§ **Consigne 1**
Recopiez à l'identique les enregistrements, en commençant à la ligne qui contient « y=21, one point per instance. » et en vous arrêtant à la fin des enregistrements, ces deux limites comprises.

§ **Texte présenté**
::::::::::
Les véhicules électriques de Vidéotron, l’occasion ratée de PKP
Alain McKenna|Publié le 15 janvier 2020(Photo: Alain McKenna/Les Affaires)
Un homme d’affaires à la tête d’un empire tentaculaire peut parfois ne pas voir ce qui se trouve directement devant lui. Ou alors, peut-être que l’occasion en or n’en est-elle pas réellement une, quand on y regarde de plus près.
Toujours est-il qu’en annonçant les plans de Vidéotron et de TVA d’électrifier la totalité de leur parc de véhicules, plus tôt ce mercredi, le grand patron de Québecor, Pierre-Karl Péladeau, n’a pas manqué de rappeler la longue tradition écolo de son empire médiatique. Quand il cite des gestes posés par Donahue et par son défunt père pour miser davantage sur les matières recyclées, entre autres, on sent que c’est parce que cet héritage vient de loin.
Dans le contexte, apprendre que Vidéotron déboursera une somme annoncée de 14 millions de dollars afin de convertir ou remplacer les plus petits de ses quelque 900 véhicules en circulation partout dans la province, n’est pas vraiment surprenant. Louable, certes, surtout que le câblodistributeur devient le premier joueur de son secteur à procéder de la sorte. Ça représente environ les trois quarts de tous les véhicules employés par Québecor.
L’entreprise québécoise joint du même souffle les rangs de Propulsion Québec, un organisme provincial qui l’aidera à obtenir une aide financière de Québec qui n’émeut pas plus que ça M. Péladeau, celui-là même qui a récemment traité ses concurrents aux poches moins profondes de «quêteux», car ils ont eu le malheur… de demander eux aussi de l’aide gouvernementale. Pour leur survie, plutôt que pour leur parc automobile. Nuance.
On verra si l’aide de Québec atteindra les 5 millions $ avancés par La Presse, quelques heures avant la conférence. Mais peu importe, quand il y a de l’argent sur la table, mieux vaut s’en servir que de le laisser moisir… «Les programmes et les enveloppes sont déjà là. Notre rôle c’est un peu de s’assurer que l’argent soit pleinement utilisé», opine Sarah Houde, la présidente de Propulsion Québec, à juste titre. Celle-ci espère que cette annonce aura un effet boule de neige auprès des entreprises ailleurs au Québec.
Coup de pouce à l’industrie électromobile québécoise
Il y a quelques années, Québecor a mis en place le programme de Bourses Pierre Péladeau, qui vise à aider l’entrepreneuriat local. Deux récipiendaires de ces bourses étaient présents, lors de l’annonce de Vidéotron, pour ajouter du poids à l’événement.
RVÉ, de Laval, conçoit des systèmes de recharge pour véhicules électriques pouvant être intégrés aux édifices à logements multiples. Qu’il s’agisse de duplex, triplex, ou de complexes locatifs plus importants, RVÉ a des solutions pour tous les contextes, et souhaiterait davantage d’aide publique pour faciliter sa tâche.
::::::::::
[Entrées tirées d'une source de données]
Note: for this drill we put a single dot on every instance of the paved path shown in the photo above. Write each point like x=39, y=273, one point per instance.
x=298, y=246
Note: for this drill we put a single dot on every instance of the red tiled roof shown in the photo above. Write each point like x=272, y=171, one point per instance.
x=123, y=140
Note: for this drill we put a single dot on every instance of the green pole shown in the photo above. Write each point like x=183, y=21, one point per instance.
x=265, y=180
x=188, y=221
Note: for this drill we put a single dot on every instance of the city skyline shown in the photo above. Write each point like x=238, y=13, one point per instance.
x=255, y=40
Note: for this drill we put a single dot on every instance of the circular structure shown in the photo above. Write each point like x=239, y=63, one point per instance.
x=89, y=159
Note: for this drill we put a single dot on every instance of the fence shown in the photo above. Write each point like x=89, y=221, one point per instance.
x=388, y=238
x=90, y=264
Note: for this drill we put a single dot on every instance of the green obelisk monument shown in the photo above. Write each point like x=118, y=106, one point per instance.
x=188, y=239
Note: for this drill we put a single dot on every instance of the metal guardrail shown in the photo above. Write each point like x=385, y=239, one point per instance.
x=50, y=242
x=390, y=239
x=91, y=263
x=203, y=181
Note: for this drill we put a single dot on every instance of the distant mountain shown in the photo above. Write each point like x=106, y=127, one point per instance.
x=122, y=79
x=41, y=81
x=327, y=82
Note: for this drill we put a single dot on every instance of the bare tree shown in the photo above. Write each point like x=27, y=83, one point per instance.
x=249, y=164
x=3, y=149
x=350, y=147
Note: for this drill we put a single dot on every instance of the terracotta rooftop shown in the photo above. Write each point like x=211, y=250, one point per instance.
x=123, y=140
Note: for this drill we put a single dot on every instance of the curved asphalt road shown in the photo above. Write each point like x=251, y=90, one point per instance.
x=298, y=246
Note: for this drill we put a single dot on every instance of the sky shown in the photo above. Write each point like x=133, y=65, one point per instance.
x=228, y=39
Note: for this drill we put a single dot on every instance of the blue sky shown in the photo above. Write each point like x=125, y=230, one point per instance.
::::::::::
§ **Consigne 2**
Selon l'article sur les véhicules électriques de Vidéotron, pourquoi deux récipiendaires des Bourses Pierre Péladeau assistaient-ils à l'annonce ? Répondez en une ou deux phrases.

§ **Résultat 1**
Note: for this drill we put a single dot on every instance of the green pole shown in the photo above. Write each point like x=183, y=21, one point per instance.
x=265, y=180
x=188, y=221
Note: for this drill we put a single dot on every instance of the city skyline shown in the photo above. Write each point like x=238, y=13, one point per instance.
x=255, y=40
Note: for this drill we put a single dot on every instance of the circular structure shown in the photo above. Write each point like x=239, y=63, one point per instance.
x=89, y=159
Note: for this drill we put a single dot on every instance of the fence shown in the photo above. Write each point like x=89, y=221, one point per instance.
x=388, y=238
x=90, y=264
Note: for this drill we put a single dot on every instance of the green obelisk monument shown in the photo above. Write each point like x=118, y=106, one point per instance.
x=188, y=239
Note: for this drill we put a single dot on every instance of the metal guardrail shown in the photo above. Write each point like x=385, y=239, one point per instance.
x=50, y=242
x=390, y=239
x=91, y=263
x=203, y=181
Note: for this drill we put a single dot on every instance of the distant mountain shown in the photo above. Write each point like x=106, y=127, one point per instance.
x=122, y=79
x=41, y=81
x=327, y=82
Note: for this drill we put a single dot on every instance of the bare tree shown in the photo above. Write each point like x=27, y=83, one point per instance.
x=249, y=164
x=3, y=149
x=350, y=147
Note: for this drill we put a single dot on every instance of the terracotta rooftop shown in the photo above. Write each point like x=211, y=250, one point per instance.
x=123, y=140
Note: for this drill we put a single dot on every instance of the curved asphalt road shown in the photo above. Write each point like x=251, y=90, one point per instance.
x=298, y=246
Note: for this drill we put a single dot on every instance of the sky shown in the photo above. Write each point like x=133, y=65, one point per instance.
x=228, y=39
Note: for this drill we put a single dot on every instance of the blue sky shown in the photo above. Write each point like x=125, y=230, one point per instance.

§ **Résultat 2**
Deux récipiendaires des Bourses Pierre Péladeau étaient présents lors de l'annonce de Vidéotron pour ajouter du poids à l'événement. Ce programme a été mis en place par Québecor pour aider l'entrepreneuriat local.